- [EXERCISE DESCRIPTION] Can you continue the text on children's bone and joint injuries below, starting right after its last sentence?

With warmer weather fast approaching, you and your kids are likely looking forward to spending more time outdoors. Playing organized sports or simple backyard activities can increase the risk for bone and joint injuries in children. Families often wonder which injuries require a trip to the emergency room and which can wait for the pediatrician or orthopedist during regular office hours. These are decisions that need to be made quickly and parents may be unaware of the signs and symptoms of more serious injuries.
Here are some important steps to follow if your child sustains an injury this summer:
WHAT TO DO
• Keep them still and help them support the injured area. Most kids will instinctively hold their arm or leg in the safest and most comfortable position after an injury.
• Make sure they are breathing normally (crying is a good sign that they are getting plenty of oxygen) and help comfort them so they remain calm.
• Check to see if the injured area looks normal. Severe fractures (those that need to be treated at the emergency room) usually exhibit some degree of visual abnormality. The arm or leg may be bent or badly swollen.
• Check to see if there is any bleeding near the injured area. This could mean that the fracture is “open,” which means the bone might have broken and poked through the skin. This should also be treated at the emergency room.
• Check to see if fingers or toes are pink. This means that there is good blood flow and the injury has not damaged any blood vessels. If the fingers or toes are not pink, you will need to go to the emergency room.
• Finally, if the injured area looks normal, if there is no bleeding, and if the fingers or toes are pink; ask your child to gently move the joints (elbow, wrist, ankle, etc.) near the injured area. This might be a bit painful if a sprain or strain has occurred. However, most children will not move the joints near a badly broken bone because it will be too painful. If they are unable to move these joints due to the pain, you should go to the emergency room.

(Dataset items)
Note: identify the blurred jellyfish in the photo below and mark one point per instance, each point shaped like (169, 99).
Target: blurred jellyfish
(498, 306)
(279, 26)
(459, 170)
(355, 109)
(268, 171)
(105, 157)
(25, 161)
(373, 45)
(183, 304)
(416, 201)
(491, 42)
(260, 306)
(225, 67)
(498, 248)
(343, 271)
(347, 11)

- [EXERCISE ANSWER]
If everything appears normal from the steps above, it is probably safe to wait and make an appointment with your child’s pediatrician or orthopedic surgeon during regular office hours.
If you feel you need to go the emergency room, then it is important to support the arm or leg with a large pillow, stack of towels, or rolled up newspapers. This will provide some comfort and support while on the way to the emergency room.
WHAT NOT TO DO
• Don’t apply a tight wrap or constricting bandage. Broken bones cause swelling that could be made worse by tight bandages.
• Don’t try to “set” or realign the arm or leg. Doing so could cause further damage and pain.
• Don’t give your child anything to eat or drink before a nurse or doctor in the emergency room says to do so. Giving your child food or drink could delay the use of certain medications to help control the pain and repair the broken bone.
By following these steps, you can help your child remain calm and determine what care is necessary while also minimizing pain or the risk of further injury.